**SOURCE EXCERPT**
+ + + +

[hibernate-dev] Hibernate Search Metadata API: Numeric and other special Field types in Hibernate Search

Tue Jul 16 09:06:08 EDT 2013

I agree with the unwrap proposal, but I could not get it to work if we
involve Enums. It seems like the user needs to know how to cast, which
is quite ugly.
I don't like the Visitor approach in this case as it requires the user
code to implement a method per type, which means we would break
backwards compatibility any time we where adding a new custom
"encoding" of fields.

On Hardy's further comments:

I was also wondering if we should not get rid of ID. As you say it's
not special to the user; we might also want to add
org.hibernate.search.ProjectionConstants.OBJECT_CLASS .. but this is
assuming we want to expose the Lucene structure accurately rather than
our property metadata.

On OPAQUE : didn't you say that the bridges should provide the
metadata relating to the fields they plan to add? In such a case I
would then expect to be able to inspect the fields.

On 16 July 2013 10:19, Hardy Ferentschik <hardy at hibernate.org> wrote:
> Ahh, and I forgot to ask Gunnar whether he thinks the API fits the OGM use case now?
>
> --Hardy
>
> On 16 Jan 2013, at 11:18 AM, Hardy Ferentschik <hardy at hibernate.org> wrote:
>
>> To give some more context. The split of FieldSettingsDescriptor and FieldDescriptor is driven by the
>> discussion we had regarding HSEARCH-904 and the extension of the bridge interface, allowing it
>> to report the fields it creates. Custom bridges need to create or at least provide the information for the
>> metadata. The idea is that they can create FieldSettingsDescriptors. The reasons of the split if that
>> some information a bridge does not have access to, so it cannot and should not create it.
>>
>> Regarding FieldDescriptor#Type, my gut feeling is also that we should get rid of
>> FieldSettingsDescriptor#isNumeric and create instead FieldDescriptor#Type.NUMERIC. This also
>> implies though that the Type enum and its getter should move into FieldSettingsDescriptor as well.

+ + + +

Coordinate annotation entries

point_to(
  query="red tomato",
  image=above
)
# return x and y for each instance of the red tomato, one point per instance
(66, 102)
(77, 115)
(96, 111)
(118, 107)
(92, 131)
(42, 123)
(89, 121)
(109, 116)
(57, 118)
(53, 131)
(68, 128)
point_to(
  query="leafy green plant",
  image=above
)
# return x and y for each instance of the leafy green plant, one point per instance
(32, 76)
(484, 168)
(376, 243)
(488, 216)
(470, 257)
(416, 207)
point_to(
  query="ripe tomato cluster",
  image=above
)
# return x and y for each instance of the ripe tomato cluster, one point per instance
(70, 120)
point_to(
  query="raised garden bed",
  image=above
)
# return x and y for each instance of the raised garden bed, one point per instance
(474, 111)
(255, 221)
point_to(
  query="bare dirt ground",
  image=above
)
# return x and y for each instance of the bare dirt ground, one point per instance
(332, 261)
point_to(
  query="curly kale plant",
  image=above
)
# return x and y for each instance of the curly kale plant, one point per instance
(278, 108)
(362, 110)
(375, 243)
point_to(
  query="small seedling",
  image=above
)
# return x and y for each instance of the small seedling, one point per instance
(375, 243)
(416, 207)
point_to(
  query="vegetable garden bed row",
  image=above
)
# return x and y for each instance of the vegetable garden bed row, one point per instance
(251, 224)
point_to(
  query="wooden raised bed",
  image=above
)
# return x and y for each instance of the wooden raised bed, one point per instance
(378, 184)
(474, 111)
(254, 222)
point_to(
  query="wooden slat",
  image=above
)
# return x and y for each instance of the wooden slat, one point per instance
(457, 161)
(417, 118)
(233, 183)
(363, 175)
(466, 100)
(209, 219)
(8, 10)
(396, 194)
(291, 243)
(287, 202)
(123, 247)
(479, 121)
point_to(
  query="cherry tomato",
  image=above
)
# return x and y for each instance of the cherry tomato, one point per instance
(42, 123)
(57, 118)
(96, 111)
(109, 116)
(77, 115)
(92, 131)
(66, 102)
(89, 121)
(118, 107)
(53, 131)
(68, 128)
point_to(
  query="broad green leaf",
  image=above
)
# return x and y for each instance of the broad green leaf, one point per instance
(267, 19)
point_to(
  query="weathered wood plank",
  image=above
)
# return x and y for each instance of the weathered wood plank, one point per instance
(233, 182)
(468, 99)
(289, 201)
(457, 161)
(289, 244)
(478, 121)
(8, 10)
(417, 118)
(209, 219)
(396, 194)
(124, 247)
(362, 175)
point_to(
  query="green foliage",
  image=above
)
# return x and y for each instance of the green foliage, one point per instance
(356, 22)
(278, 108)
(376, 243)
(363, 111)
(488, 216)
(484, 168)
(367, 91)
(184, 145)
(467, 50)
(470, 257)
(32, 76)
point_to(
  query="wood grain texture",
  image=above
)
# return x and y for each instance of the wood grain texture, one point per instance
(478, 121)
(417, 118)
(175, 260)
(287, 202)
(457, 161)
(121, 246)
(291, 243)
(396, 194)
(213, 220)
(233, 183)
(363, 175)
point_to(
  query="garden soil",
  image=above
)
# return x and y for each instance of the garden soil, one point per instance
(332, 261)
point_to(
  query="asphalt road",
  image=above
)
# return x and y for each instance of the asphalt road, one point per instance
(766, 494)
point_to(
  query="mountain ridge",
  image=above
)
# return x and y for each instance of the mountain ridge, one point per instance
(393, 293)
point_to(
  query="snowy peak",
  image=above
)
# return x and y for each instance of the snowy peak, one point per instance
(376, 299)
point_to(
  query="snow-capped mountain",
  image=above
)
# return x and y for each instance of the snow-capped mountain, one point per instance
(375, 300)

+ + + +

**WHAT THIS EXERCISE ASKS**
a. List every identifier in the Hibernate Search metadata thread that contains a "#" character.
b. Reproduce the Hibernate Search metadata thread from "I was also wondering" up to and including "our property metadata.".

**ANSWERS TO THE TASKS**
a.
FieldDescriptor#Type
FieldSettingsDescriptor#isNumeric
FieldDescriptor#Type.NUMERIC

b.
I was also wondering if we should not get rid of ID. As you say it's
not special to the user; we might also want to add
org.hibernate.search.ProjectionConstants.OBJECT_CLASS .. but this is
assuming we want to expose the Lucene structure accurately rather than
our property metadata.